Each entry has to be copied exactly, with nothing missed.

**Input:**
* * * * * * * * *
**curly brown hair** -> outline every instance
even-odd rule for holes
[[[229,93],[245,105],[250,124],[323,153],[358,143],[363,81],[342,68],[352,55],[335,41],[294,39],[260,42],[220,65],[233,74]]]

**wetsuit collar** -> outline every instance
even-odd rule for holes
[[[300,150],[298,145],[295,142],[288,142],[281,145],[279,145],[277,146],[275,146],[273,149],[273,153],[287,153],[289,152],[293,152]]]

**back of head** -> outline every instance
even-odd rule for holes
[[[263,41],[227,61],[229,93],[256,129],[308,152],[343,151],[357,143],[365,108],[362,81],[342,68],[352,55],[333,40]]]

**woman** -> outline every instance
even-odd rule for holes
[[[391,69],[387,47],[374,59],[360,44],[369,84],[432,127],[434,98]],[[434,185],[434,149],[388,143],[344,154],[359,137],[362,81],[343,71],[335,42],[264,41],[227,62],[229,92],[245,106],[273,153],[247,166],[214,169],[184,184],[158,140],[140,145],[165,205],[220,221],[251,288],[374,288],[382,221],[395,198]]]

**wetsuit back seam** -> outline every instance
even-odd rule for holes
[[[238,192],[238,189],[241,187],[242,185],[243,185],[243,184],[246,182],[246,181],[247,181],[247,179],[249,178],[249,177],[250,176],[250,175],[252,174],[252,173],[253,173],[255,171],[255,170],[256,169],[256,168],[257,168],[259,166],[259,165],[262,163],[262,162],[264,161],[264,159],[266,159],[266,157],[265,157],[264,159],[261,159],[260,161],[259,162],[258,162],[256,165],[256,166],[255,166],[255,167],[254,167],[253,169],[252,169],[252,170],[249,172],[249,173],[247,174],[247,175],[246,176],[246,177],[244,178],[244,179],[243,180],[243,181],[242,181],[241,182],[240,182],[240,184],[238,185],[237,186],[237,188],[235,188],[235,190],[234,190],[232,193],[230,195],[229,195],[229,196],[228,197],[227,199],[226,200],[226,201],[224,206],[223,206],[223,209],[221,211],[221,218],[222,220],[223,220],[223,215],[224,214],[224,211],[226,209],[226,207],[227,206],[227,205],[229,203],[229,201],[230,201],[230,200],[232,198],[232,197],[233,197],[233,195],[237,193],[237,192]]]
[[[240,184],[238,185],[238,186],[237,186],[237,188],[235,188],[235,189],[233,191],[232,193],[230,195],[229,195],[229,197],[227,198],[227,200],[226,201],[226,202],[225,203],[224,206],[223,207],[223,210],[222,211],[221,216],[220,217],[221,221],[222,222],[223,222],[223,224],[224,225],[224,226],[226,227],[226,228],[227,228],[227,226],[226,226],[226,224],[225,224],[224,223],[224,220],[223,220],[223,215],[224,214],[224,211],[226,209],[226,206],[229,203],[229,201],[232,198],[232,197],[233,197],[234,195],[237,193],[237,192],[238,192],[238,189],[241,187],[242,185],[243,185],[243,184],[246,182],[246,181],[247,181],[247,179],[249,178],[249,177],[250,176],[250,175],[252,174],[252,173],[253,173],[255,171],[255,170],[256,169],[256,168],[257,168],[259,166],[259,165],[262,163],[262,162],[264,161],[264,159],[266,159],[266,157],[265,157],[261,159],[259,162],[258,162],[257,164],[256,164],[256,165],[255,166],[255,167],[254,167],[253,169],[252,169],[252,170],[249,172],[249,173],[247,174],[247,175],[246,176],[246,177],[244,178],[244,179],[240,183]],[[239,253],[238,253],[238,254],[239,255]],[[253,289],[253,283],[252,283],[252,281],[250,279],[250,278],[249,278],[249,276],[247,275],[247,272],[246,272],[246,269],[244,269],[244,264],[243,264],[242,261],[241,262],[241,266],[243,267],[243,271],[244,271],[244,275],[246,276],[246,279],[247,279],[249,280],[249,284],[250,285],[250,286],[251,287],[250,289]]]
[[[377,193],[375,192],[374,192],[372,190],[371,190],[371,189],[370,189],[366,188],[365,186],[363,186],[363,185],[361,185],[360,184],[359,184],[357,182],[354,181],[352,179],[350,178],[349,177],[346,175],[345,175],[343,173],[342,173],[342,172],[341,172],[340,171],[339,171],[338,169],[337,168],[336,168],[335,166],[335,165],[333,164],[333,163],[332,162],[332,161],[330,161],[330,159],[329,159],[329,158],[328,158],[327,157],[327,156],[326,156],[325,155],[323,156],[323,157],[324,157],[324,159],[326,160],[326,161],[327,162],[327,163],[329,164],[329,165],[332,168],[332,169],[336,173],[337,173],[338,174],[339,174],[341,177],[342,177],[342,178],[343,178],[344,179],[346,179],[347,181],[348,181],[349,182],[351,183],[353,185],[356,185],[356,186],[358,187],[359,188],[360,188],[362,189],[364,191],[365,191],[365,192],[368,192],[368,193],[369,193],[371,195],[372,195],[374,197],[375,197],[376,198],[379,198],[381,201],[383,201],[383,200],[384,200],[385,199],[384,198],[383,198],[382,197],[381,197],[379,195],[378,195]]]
* * * * * * * * *
**Solution to this problem:**
**curly brown hair** -> outline every instance
even-odd rule for holes
[[[229,93],[245,105],[250,124],[323,153],[358,143],[363,81],[342,68],[352,55],[335,41],[294,39],[260,42],[220,65],[233,74]]]

**wetsuit collar** -> outline every instance
even-odd rule for holes
[[[300,150],[298,145],[295,142],[288,142],[281,145],[279,145],[277,146],[275,146],[273,149],[273,153],[287,153],[289,152],[293,152]]]

**back of head** -> outline every instance
even-odd rule for holes
[[[263,41],[227,61],[229,93],[256,129],[308,152],[343,151],[357,143],[365,108],[362,81],[342,68],[352,55],[333,40]]]

**woman** -> outline every instance
even-odd rule for holes
[[[391,69],[387,47],[374,59],[360,44],[369,84],[432,127],[434,98]],[[434,185],[434,149],[388,143],[344,154],[359,137],[362,81],[343,71],[335,42],[264,41],[227,62],[229,92],[245,106],[273,153],[247,166],[214,169],[184,184],[158,140],[140,145],[165,205],[220,221],[251,288],[374,288],[382,221],[395,198]]]

**wetsuit back seam** -> outline every instance
even-odd rule for holes
[[[238,192],[238,189],[241,187],[242,185],[243,185],[243,184],[246,182],[246,181],[247,181],[247,179],[249,178],[249,177],[250,176],[250,175],[252,174],[252,173],[253,173],[255,171],[255,170],[256,169],[256,168],[257,168],[259,166],[259,165],[262,163],[262,162],[264,161],[264,159],[266,159],[266,157],[265,157],[264,159],[261,159],[260,161],[259,162],[258,162],[256,165],[256,166],[255,166],[255,167],[254,167],[253,169],[252,169],[252,170],[249,172],[249,173],[247,174],[247,175],[246,176],[246,177],[244,178],[244,179],[243,180],[243,181],[242,181],[241,182],[240,182],[240,184],[238,185],[237,186],[237,188],[235,188],[235,190],[234,190],[232,193],[230,195],[229,195],[229,196],[228,197],[227,199],[226,200],[226,201],[224,206],[223,206],[223,209],[221,211],[221,218],[222,220],[223,220],[223,215],[224,214],[224,211],[226,209],[226,207],[227,206],[227,205],[229,203],[229,201],[230,201],[230,200],[232,198],[232,197],[233,197],[233,195],[237,193],[237,192]]]
[[[240,184],[238,185],[238,186],[237,186],[237,188],[235,188],[235,189],[233,191],[232,193],[230,195],[229,195],[229,197],[227,198],[227,200],[226,201],[226,202],[225,203],[224,206],[223,207],[223,210],[222,211],[221,216],[220,217],[221,221],[222,222],[223,222],[223,224],[224,225],[224,226],[226,227],[226,228],[227,228],[227,226],[226,226],[226,224],[225,224],[224,223],[224,220],[223,220],[223,215],[224,214],[224,211],[226,209],[226,206],[229,203],[229,201],[232,198],[232,197],[233,197],[234,195],[237,193],[237,192],[238,192],[238,189],[241,187],[242,185],[243,185],[243,184],[246,182],[246,181],[247,181],[247,179],[249,178],[249,177],[250,176],[250,175],[252,174],[252,173],[253,173],[255,171],[255,170],[256,169],[256,168],[257,168],[259,166],[259,165],[262,163],[262,162],[264,161],[264,159],[266,159],[266,157],[265,157],[261,159],[259,162],[258,162],[257,164],[256,164],[256,165],[255,166],[255,167],[254,167],[253,169],[252,169],[252,170],[249,172],[249,173],[247,174],[247,175],[246,176],[246,177],[244,178],[244,179],[240,183]],[[239,253],[238,253],[238,254],[239,255]],[[253,289],[253,283],[252,283],[252,281],[250,279],[250,278],[249,278],[249,276],[247,275],[247,272],[246,272],[246,269],[244,269],[244,264],[243,264],[242,261],[241,262],[241,266],[243,267],[243,271],[244,271],[244,275],[246,276],[246,279],[247,279],[249,280],[249,284],[250,285],[250,286],[251,287],[250,289]]]
[[[377,193],[375,192],[374,192],[372,190],[371,190],[371,189],[370,189],[366,188],[365,186],[363,186],[363,185],[361,185],[360,184],[359,184],[357,182],[354,181],[352,179],[350,178],[349,177],[346,175],[345,175],[343,173],[342,173],[342,172],[341,172],[340,171],[339,171],[338,169],[337,168],[336,168],[335,166],[335,165],[333,164],[333,163],[332,162],[332,161],[330,161],[330,159],[329,159],[329,158],[328,158],[327,157],[327,156],[326,156],[325,155],[323,156],[323,157],[324,157],[324,159],[326,160],[326,161],[327,162],[327,163],[329,164],[329,165],[332,168],[332,169],[336,173],[337,173],[338,174],[339,174],[341,177],[342,177],[342,178],[343,178],[344,179],[346,179],[347,181],[348,181],[349,182],[351,183],[353,185],[356,185],[356,186],[358,187],[359,188],[360,188],[362,189],[364,191],[365,191],[365,192],[368,192],[368,193],[369,193],[371,195],[372,195],[374,197],[375,197],[376,198],[379,198],[381,201],[383,201],[383,200],[384,200],[385,199],[384,198],[383,198],[382,197],[381,197],[379,195],[378,195]]]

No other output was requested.